__Directive__:
Can you reproduce the listing below word for word, omitting any pictures?

__Data excerpts__:
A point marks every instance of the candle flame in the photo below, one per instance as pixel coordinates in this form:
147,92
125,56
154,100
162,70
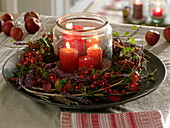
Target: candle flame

__Right answer__:
A point marks every instance of the candle flame in the photo below, one per instance as pixel coordinates in this form:
147,92
125,56
154,100
162,70
Target: candle flame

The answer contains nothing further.